## Aim of the exercise
Could you reproduce every line of the records below word for word, leaving out the pictures?

────────────────────

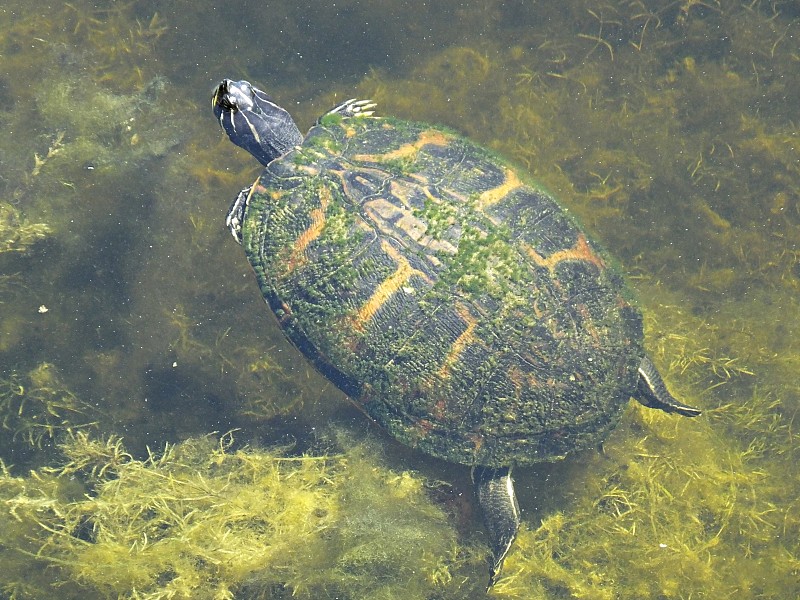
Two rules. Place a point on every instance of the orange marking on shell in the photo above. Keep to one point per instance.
(465, 338)
(430, 136)
(297, 255)
(580, 251)
(388, 287)
(493, 196)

────────────────────

## Output of the exercise
Two rules. Place a point on every instance of the orange marking on shell in the photo above. Keep to one point per instance.
(465, 338)
(430, 136)
(297, 255)
(580, 251)
(388, 287)
(493, 196)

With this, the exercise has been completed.